- [What you need to do]: Would you print the passage of the Screen Time guide below word for word, from "Start your year" up to and including "Willmar 8 (1981)."?

Screen Time: Week of January 3, 2022
Screen Time is your curated weekly guide to excellent documentaries and nonfiction programs that you can watch at home.
Start your year with the magical Aretha Franklin performing songs from her best-selling gospel album. Alan Elliott and Sydney Pollack’s Amazing Grace unearths Franklin’s 1972 performance at Los Angeles’ New Temple Missionary Baptist Church, and resurrects it into this breathtaking documentary that leaves us glowing in the aftermagic of the vision that is Aretha Franklin. Watch the film on YouTube.
Over at the Criterion Channel, you can now watch a fantastic curation of the documentaries of Lee Grant. The Academy Award-winning actor is also a trailblazing documentary filmmaker who unflinchingly tackled controversial themes and narrated lives with extreme compassion and empathy. Among our favorites are When Women Kill (1983), What Sex Am I? (1985), and The Willmar 8 (1981).

- [Study material]:
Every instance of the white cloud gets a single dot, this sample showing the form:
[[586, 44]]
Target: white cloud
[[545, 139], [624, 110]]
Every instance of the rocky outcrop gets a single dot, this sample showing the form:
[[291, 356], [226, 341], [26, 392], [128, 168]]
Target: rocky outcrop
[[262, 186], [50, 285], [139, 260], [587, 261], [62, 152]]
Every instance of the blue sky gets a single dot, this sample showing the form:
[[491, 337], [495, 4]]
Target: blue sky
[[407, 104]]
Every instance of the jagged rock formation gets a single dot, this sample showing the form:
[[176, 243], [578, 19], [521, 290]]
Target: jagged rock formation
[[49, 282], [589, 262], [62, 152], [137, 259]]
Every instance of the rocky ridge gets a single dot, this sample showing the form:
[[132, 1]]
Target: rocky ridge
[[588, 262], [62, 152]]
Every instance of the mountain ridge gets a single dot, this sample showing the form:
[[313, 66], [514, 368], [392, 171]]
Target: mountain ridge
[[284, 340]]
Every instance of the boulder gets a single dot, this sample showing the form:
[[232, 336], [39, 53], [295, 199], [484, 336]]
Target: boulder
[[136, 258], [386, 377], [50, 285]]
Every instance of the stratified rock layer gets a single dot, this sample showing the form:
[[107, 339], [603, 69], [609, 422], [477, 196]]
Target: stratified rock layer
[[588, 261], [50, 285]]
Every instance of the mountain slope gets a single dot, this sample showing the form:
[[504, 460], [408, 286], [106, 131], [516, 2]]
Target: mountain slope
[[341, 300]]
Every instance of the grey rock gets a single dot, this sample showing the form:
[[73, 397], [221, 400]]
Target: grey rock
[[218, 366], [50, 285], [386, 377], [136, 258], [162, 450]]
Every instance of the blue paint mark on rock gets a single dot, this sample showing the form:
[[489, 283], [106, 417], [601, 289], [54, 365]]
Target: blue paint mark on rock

- [Written solution]:
Start your year with the magical Aretha Franklin performing songs from her best-selling gospel album. Alan Elliott and Sydney Pollack’s Amazing Grace unearths Franklin’s 1972 performance at Los Angeles’ New Temple Missionary Baptist Church, and resurrects it into this breathtaking documentary that leaves us glowing in the aftermagic of the vision that is Aretha Franklin. Watch the film on YouTube.
Over at the Criterion Channel, you can now watch a fantastic curation of the documentaries of Lee Grant. The Academy Award-winning actor is also a trailblazing documentary filmmaker who unflinchingly tackled controversial themes and narrated lives with extreme compassion and empathy. Among our favorites are When Women Kill (1983), What Sex Am I? (1985), and The Willmar 8 (1981).